Exercise description: Everything from the line containing "Where can the beech" through the last line of the data below should be given again exactly, both end lines included and nothing more.

Entries shown:
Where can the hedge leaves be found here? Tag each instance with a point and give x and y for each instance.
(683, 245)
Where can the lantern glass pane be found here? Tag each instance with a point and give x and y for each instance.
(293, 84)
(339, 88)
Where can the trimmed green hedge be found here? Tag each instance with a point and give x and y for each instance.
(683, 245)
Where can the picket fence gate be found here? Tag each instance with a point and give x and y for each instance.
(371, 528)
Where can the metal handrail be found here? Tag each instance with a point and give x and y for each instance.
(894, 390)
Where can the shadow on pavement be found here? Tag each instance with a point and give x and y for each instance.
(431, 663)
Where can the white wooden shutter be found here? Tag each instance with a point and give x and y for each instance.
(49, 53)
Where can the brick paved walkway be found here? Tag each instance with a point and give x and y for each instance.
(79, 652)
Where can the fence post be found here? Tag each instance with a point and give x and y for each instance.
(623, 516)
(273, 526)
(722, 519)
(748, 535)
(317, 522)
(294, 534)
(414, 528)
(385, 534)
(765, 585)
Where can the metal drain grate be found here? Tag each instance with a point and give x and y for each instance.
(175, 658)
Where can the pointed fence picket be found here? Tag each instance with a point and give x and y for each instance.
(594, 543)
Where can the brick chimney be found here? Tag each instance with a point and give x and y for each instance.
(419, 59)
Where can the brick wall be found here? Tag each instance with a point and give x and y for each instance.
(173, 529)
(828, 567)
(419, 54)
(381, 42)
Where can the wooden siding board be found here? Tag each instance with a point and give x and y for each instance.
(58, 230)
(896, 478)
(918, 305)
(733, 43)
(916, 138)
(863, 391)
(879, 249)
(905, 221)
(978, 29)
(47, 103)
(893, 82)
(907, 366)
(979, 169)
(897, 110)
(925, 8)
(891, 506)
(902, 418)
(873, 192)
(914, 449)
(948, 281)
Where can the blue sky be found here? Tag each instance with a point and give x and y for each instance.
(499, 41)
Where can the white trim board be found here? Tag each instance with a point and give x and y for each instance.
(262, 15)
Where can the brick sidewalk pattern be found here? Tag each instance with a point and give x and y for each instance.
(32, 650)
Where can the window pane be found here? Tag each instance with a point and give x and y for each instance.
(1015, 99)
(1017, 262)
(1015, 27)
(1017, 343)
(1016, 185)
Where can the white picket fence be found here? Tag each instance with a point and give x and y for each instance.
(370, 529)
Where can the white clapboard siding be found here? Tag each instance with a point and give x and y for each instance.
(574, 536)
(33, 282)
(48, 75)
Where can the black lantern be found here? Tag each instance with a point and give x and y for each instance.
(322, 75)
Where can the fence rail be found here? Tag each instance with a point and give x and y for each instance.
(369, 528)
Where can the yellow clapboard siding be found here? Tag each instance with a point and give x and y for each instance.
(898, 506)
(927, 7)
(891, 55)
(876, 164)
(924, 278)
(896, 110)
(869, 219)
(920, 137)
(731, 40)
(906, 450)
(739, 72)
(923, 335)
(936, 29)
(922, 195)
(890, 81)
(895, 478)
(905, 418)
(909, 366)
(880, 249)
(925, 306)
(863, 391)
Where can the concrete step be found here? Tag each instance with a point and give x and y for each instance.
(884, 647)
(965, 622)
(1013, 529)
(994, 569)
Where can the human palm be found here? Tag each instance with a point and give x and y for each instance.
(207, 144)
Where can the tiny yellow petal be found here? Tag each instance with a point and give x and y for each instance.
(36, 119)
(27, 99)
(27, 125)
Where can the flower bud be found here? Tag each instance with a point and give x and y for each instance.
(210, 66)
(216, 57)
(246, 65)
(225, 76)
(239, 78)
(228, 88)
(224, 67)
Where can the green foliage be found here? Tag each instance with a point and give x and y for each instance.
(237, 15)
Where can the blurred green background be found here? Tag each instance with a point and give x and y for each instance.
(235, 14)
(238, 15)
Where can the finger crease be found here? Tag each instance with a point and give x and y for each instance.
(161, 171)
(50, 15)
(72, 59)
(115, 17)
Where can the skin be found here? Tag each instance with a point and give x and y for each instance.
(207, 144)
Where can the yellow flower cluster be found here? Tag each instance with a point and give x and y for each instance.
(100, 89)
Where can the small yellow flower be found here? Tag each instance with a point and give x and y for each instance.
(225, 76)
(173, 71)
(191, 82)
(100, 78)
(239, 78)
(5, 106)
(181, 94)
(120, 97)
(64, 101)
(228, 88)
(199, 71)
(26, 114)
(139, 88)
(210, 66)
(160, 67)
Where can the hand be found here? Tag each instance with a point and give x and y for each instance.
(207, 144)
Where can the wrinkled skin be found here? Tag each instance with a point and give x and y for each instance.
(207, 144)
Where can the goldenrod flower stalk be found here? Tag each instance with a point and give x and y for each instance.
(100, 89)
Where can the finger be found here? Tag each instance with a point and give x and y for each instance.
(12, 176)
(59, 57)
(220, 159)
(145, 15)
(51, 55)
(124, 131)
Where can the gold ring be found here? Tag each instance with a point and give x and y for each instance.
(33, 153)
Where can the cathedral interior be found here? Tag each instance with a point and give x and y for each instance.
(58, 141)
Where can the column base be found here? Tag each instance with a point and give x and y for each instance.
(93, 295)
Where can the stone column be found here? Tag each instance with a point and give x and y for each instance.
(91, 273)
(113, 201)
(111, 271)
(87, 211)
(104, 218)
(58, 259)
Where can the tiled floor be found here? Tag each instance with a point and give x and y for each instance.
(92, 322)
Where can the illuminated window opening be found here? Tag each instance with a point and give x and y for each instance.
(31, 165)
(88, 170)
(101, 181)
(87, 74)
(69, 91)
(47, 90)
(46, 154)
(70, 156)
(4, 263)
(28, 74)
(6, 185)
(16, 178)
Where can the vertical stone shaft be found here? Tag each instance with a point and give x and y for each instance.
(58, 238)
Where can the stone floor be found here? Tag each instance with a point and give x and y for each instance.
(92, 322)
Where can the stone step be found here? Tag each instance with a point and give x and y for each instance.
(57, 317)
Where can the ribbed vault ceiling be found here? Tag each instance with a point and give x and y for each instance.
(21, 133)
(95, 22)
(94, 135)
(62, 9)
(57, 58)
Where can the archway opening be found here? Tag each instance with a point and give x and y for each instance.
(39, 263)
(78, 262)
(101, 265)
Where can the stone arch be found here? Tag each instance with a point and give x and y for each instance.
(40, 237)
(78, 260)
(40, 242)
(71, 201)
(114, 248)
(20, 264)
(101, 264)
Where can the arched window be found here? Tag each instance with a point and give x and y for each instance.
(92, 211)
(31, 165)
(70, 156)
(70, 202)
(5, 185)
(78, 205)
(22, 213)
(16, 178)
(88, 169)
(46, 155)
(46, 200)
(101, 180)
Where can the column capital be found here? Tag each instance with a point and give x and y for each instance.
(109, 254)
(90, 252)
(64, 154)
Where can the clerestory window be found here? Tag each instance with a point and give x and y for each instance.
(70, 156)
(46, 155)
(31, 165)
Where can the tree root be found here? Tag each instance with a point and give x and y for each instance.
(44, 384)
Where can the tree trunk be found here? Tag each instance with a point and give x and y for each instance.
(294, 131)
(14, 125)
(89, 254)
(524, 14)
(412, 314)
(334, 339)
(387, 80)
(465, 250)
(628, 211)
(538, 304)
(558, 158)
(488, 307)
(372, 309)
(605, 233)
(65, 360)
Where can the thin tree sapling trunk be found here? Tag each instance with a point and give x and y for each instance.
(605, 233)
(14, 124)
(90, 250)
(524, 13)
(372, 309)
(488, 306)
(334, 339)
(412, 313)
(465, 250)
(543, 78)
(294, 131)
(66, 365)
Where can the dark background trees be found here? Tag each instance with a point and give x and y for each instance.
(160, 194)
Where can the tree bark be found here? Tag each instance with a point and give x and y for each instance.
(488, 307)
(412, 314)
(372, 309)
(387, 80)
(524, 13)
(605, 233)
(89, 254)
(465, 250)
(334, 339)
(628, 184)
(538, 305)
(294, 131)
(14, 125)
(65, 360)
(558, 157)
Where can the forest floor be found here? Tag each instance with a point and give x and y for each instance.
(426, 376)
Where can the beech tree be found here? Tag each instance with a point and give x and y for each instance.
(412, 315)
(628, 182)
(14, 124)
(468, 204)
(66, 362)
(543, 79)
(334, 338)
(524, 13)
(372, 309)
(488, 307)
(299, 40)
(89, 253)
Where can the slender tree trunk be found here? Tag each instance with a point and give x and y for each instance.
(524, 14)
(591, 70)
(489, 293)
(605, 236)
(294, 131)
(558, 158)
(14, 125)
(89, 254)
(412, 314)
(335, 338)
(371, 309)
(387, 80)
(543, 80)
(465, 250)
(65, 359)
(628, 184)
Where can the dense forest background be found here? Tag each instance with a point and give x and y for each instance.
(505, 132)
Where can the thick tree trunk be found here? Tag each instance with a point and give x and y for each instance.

Answer:
Where can the beech tree be found here? Tag each instance with a point and give x and y for each instance.
(412, 315)
(628, 182)
(14, 124)
(468, 204)
(66, 362)
(543, 79)
(334, 338)
(524, 13)
(372, 309)
(488, 307)
(299, 40)
(89, 253)
Where can the slender tree trunk be found here? Tag each instance with a point and give x and y for each instance.
(524, 14)
(591, 70)
(489, 293)
(605, 236)
(294, 131)
(558, 158)
(14, 125)
(89, 254)
(412, 314)
(335, 338)
(371, 309)
(387, 80)
(543, 80)
(465, 250)
(65, 359)
(628, 184)
Where can the dense forest background be found here? Tag each instance with a point and give x and y for each instance.
(505, 132)
Where can the thick tree trunk be found here? Tag each instance with a point and give x and y for each instance.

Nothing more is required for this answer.